• Problems and tasks:
[1] Give again the part of the animal dialects text that opens with "But we’re far" and closes with "match their environment.", swapping "sparrows" for "finches".
[2] Summarize the animal dialects text in two sentences.

• Document text:

====================

Because we learn to speak from nearby adults, our dialects diverge across geographic lines. It’s even possible to predict where a stranger was raised based on speech patterns alone. Southerners, for example, use “y’all” as the preferred plural of “you,” while South Philadelphians say “youse.” People from different eras also speak differently; you’d get strange looks if you walked around talking like Shakespeare.
But we’re far from the only species that boasts a range of vocal patterns. Sac-winged bats, for example, live across Mexico and South America and have distinct vocal styles across this range. When the female bats disperse to mate, they listen for calls that are similar — enough to indicate familiar food and pathogens — but not identical to those of the group they were born into. Similarly, in California, white-crowned sparrows living just miles apart will often sing different tunes; in rare instances, individuals living at boundaries between populations can even become bilingual, code-switching between dialects to match their environment.
In addition to dialects, these vocal learners share other human-like vocal patterns too: They babble like babies and even shift pronunciations over time. The similarities “let us look at processes that may be similar to human cultural change,” says Julia Hyland Bruno, an incoming assistant professor at the New Jersey Institute of Technology who studies songbirds. Since it’s difficult to ethically experiment on human vocal learning, these model systems are powerful mirrors — albeit simplified ones — into the development and evolution of our own culture.

====================

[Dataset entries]
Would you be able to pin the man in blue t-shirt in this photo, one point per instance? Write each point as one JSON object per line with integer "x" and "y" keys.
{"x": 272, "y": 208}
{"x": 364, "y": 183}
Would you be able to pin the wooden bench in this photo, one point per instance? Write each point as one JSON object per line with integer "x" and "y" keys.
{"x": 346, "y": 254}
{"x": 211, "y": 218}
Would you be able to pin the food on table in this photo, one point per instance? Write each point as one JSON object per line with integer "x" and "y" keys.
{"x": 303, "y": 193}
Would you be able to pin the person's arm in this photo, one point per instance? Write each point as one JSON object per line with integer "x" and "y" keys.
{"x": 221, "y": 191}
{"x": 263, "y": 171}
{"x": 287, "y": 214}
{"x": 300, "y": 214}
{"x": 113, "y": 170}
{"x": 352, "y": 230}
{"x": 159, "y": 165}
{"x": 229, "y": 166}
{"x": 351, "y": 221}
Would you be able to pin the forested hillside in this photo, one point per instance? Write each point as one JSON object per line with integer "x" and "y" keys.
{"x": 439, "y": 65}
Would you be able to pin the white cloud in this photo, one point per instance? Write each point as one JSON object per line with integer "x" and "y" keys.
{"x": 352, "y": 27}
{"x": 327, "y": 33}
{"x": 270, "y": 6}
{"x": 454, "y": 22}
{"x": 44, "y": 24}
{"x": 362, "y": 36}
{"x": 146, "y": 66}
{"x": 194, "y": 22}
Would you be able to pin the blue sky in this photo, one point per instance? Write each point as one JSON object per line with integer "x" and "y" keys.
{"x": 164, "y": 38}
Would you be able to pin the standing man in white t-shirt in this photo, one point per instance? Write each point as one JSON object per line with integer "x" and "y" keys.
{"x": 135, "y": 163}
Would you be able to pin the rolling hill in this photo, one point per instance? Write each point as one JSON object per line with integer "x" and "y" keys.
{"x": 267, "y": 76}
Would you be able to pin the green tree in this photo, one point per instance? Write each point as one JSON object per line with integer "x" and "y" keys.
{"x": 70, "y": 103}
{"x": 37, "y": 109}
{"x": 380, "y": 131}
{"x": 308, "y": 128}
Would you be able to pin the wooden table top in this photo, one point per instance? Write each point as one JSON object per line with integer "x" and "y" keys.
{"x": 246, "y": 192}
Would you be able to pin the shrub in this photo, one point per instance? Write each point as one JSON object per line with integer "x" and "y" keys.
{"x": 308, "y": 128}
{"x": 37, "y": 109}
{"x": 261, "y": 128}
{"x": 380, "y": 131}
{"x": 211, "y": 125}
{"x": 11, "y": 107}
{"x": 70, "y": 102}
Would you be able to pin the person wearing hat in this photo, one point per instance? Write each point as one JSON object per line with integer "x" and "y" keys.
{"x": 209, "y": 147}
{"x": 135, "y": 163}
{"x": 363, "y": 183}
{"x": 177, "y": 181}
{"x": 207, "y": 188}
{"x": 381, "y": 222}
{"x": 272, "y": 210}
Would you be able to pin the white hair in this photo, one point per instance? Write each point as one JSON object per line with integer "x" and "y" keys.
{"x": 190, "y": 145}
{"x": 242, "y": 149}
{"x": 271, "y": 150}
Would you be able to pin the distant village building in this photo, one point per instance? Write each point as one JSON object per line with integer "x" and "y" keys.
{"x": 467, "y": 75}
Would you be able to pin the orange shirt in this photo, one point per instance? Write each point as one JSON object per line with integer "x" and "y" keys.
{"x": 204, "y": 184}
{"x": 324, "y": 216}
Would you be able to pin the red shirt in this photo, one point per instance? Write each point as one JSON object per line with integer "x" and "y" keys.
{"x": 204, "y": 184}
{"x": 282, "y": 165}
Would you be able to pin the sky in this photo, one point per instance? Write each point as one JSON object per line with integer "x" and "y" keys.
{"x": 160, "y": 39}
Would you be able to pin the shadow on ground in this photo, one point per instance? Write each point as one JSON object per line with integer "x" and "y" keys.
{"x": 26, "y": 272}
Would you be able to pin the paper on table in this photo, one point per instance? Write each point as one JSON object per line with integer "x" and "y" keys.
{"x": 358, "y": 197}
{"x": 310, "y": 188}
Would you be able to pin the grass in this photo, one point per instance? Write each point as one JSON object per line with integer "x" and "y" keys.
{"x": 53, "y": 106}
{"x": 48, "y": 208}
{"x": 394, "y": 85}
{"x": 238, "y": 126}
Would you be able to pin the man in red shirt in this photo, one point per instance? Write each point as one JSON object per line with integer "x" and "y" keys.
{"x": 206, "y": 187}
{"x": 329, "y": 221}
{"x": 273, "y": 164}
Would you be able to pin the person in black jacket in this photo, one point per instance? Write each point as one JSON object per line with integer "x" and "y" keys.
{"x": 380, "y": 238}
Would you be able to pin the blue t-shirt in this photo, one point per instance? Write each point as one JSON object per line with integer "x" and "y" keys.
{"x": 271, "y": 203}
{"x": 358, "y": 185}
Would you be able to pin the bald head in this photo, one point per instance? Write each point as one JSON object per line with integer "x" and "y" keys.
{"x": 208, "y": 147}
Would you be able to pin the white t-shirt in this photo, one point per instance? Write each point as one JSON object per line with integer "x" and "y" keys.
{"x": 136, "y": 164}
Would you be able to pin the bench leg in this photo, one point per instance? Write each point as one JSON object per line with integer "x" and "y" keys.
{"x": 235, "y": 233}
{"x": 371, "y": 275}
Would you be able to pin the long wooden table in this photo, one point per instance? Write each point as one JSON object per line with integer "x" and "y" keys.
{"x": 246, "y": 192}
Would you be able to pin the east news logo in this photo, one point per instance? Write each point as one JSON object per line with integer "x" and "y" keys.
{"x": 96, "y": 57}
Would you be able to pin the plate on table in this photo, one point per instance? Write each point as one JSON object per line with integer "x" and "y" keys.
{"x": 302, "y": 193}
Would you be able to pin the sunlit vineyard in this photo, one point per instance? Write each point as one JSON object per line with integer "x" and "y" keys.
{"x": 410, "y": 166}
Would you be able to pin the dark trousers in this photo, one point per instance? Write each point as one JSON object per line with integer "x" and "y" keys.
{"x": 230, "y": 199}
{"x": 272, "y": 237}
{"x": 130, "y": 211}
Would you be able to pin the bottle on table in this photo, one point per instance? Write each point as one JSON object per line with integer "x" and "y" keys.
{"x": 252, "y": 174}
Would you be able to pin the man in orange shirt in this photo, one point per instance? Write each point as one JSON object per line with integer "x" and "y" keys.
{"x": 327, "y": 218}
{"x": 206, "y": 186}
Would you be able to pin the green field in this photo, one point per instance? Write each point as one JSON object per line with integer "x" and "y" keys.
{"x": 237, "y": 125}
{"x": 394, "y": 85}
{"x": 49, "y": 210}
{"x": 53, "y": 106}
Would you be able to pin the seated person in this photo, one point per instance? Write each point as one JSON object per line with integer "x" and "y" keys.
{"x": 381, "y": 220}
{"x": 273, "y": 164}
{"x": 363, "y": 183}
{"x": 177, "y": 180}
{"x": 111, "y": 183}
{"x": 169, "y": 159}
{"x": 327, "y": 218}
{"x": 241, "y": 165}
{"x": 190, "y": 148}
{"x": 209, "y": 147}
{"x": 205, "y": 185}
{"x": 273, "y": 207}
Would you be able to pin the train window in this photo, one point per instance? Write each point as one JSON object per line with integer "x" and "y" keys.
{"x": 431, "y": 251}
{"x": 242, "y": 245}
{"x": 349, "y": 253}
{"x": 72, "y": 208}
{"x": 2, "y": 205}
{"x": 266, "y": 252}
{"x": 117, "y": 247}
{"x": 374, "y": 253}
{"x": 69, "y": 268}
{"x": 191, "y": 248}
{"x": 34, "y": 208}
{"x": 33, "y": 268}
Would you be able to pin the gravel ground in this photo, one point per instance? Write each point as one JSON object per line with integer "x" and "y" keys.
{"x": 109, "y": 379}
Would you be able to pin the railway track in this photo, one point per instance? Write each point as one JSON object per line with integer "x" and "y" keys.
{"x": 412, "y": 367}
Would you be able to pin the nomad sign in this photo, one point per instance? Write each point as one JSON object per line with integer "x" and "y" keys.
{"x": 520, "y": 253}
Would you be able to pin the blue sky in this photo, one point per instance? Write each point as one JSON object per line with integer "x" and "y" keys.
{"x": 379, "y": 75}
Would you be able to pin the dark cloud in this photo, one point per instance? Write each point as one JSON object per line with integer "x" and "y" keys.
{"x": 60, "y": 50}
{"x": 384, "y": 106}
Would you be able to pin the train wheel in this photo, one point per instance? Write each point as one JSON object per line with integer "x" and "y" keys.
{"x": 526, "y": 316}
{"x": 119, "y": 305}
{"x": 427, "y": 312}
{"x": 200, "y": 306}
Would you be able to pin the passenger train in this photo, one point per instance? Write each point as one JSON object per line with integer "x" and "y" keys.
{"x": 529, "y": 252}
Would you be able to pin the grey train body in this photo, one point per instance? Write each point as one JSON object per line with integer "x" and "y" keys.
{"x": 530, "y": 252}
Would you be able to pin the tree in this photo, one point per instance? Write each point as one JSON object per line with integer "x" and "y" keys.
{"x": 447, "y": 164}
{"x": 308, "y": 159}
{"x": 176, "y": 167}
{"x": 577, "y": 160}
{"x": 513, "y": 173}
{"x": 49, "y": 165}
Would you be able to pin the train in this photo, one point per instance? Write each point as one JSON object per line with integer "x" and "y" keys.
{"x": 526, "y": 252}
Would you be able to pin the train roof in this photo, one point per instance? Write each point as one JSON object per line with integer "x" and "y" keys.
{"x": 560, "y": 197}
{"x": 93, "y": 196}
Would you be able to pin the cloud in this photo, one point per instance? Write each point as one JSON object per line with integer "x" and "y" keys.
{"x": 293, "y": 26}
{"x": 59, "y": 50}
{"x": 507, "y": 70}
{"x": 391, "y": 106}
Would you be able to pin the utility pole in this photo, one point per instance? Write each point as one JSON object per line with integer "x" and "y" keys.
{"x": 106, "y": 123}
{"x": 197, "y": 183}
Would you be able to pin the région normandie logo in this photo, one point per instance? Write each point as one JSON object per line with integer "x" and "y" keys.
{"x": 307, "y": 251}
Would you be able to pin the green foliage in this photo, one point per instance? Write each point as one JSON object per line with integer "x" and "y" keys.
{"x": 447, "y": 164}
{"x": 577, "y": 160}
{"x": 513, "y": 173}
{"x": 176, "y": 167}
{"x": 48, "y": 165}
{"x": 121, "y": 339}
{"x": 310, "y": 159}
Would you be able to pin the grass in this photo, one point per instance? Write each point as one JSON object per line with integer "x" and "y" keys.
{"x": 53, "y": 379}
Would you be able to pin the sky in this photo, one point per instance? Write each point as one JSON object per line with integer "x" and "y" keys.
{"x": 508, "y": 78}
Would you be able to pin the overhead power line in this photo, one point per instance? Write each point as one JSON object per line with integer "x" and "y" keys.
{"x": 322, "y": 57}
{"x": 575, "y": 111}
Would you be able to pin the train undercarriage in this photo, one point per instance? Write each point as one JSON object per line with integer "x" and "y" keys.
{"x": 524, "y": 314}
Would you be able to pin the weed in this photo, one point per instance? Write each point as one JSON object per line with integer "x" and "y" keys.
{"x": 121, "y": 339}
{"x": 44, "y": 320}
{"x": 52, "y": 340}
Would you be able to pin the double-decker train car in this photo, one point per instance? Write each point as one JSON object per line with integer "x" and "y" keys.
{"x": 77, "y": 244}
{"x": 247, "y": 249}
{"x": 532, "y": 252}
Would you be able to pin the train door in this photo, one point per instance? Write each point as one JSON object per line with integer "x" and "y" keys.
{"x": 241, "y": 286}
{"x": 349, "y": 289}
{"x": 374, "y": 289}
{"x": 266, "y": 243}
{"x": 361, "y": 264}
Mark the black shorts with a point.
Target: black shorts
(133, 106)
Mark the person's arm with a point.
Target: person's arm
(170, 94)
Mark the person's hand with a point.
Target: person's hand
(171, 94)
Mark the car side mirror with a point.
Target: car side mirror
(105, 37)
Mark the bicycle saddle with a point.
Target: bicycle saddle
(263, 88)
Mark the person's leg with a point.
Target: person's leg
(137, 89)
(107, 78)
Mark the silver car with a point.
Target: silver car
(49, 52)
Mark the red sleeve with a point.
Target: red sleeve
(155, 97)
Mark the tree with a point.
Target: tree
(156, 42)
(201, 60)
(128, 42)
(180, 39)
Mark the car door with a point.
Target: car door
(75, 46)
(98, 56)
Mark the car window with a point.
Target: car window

====================

• Exercise solutions:
[1]
But we’re far from the only species that boasts a range of vocal patterns. Sac-winged bats, for example, live across Mexico and South America and have distinct vocal styles across this range. When the female bats disperse to mate, they listen for calls that are similar — enough to indicate familiar food and pathogens — but not identical to those of the group they were born into. Similarly, in California, white-crowned finches living just miles apart will often sing different tunes; in rare instances, individuals living at boundaries between populations can even become bilingual, code-switching between dialects to match their environment.

[2] Human speech varies by region and era, and other species such as sac-winged bats and white-crowned sparrows also show distinct vocal styles across their ranges, with some sparrows at population boundaries switching between dialects. These vocal learners also babble and shift pronunciations over time, which makes them powerful, if simplified, mirrors for studying the development and evolution of human culture.